DOCUMENT EXTRACT =>
::::

My solution to 3 and 4.
I found convenient to solve 3 and 4 together, at one time. The solution is quite long, but something can be left out (I wrote it for sake of completeness).
A. Reduction to a standard BVP with Robin BCs.
There is a standard trick to reduce your inhomogeneous BCs to homogeneous ones, in order to obtain a BVP with classical Robin BCs.
First of all, you have to find a function $u_0\in W^{1,2}(0,1)$ which satisfies you BCs. It seems reasonable to look for such $u_0$ in the simple form $\alpha x+\beta$, with $\alpha ,\beta$ parameters to be determined imposing the BCs; it is easily seen that $u_0(x):= -3/2 x+5$ satisfies $u_0(0)=5$ and $u_0(1)+u_0^\prime (1)=2$.
Now, set $w=u-u_0$, in such a way that $w\in W^{1,2}(0,1)$ satisfies the Robin BCs: $w(0)=0 \qquad \text{and}\qquad w(1)+w^\prime (1)=0 \; ;$ hence $u$ solves the problem: $\begin{cases} -u^{\prime \prime} +u^\prime =e^x &\text{, in } ]0,1[ \\ u(0)=5 \\ u(1)+u^\prime (1)=2\end{cases}$ if and only if $w$ solves: $\tag{R} \begin{cases} -w^{\prime \prime} +w^\prime =e^x +\frac{3}{2} &\text{, in } ]0,1[ \\ w(0)=0 \\ w(1)+w^\prime (1)=0\end{cases}$ which is the aforementioned problem with standard Robin BCs.
B. Weak formulation of problem (R).

::::

WRITTEN TASK 1 => Using the forum answer on the Robin boundary value problem, decide whether each statement agrees with it, answering yes or no and quoting the deciding words: (a) the author solves 3 and 4 separately; (b) the reduction is meant to produce a BVP with classical Robin BCs; (c) $u_0(x):= -3/2 x+5$ satisfies $u_0(0)=5$.
WRITTEN TASK 2 => Carry the forum answer on the Robin boundary value problem forward from its last line.
The records come from a separate source and are unrelated to the forum answer above.

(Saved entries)
::::

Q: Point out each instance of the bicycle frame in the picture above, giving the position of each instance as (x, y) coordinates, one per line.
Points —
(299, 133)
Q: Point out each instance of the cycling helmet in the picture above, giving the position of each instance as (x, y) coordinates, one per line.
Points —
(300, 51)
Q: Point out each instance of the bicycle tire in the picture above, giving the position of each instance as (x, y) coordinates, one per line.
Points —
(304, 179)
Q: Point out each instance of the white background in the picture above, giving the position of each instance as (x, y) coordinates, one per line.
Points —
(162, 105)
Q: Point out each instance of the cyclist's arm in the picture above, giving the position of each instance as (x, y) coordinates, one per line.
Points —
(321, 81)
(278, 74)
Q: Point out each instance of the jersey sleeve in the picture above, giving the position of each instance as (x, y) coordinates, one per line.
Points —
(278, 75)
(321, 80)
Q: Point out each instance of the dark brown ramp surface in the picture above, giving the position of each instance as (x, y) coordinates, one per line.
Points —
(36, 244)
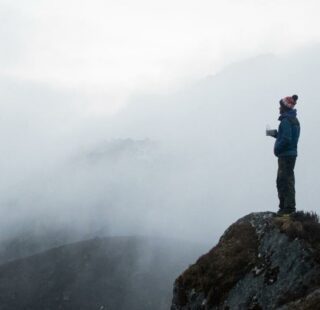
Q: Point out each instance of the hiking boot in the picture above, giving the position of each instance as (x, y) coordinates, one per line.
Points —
(285, 212)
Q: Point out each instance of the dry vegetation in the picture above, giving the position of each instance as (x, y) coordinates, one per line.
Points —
(216, 272)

::::

EXPECTED ANSWER 1 =>
(a) No: "I found convenient to solve 3 and 4 together, at one time."
(b) Yes: "in order to obtain a BVP with classical Robin BCs."
(c) Yes: "it is easily seen that $u_0(x):= -3/2 x+5$ satisfies $u_0(0)=5$"

EXPECTED ANSWER 2 =>
Problem (R) can be rewritten in weak form as follows. Let: $K:=\left\{ v\in W^{1,2}(0,1):\ v(0)=0\right\}\; .$ $K$ is the closed convex subset of $W^{1,2}(0,1)$ in which you expect to find the solution of (R), hence you can use any $v\in K$ as test function to recast (R) in weak form. Notice that the ODE in (R) is in fact equivalent to: $-\frac{\text{d}}{\text{d} x}\Big[ e^{-x}\ w^\prime (x)\Big] =1+\frac{3}{2}\ e^{-x}$ ($e^{-x}$ is an integrating factor), thus, after having multiplied both sides of (1) by $v\in K$, you can integrate to get: $-\int_0^1 \frac{\text{d}}{\text{d} x}\Big[ e^{-x}\ w^\prime (x)\Big]\ v(x)\ \text{d} x = \int_0^1 \left( 1+\frac{3}{2}\ e^{-x}\right) \ v(x)\ \text{d} x$ and a further integration by parts in the LHside yields: $\tag{1} \frac{1}{e}\ w(1)\ v (1) +\int_0^1 e^{-x}\ w^\prime (x)\ v^\prime (x)\ \text{d} x=\int_0^1 \left( 1+\frac{3}{2}\ e^{-x}\right)\ v(x)\ \text{d} x\; ;$ if you set: $B[w,v]:=\frac{1}{e}\ w(1)\ v (1) +\int_0^1 e^{-x}\ w^\prime (x)\ v^\prime (x)\ \text{d} x$ and $\phi (x):=1+3/2\ e^{-x}\in C^\infty ([0,1])\subseteq W^{1,2}(0,1)$, you rewrite (1) as: $\tag{W} B[w,v]=\langle \phi ,w\rangle$ which is the weak form of (R).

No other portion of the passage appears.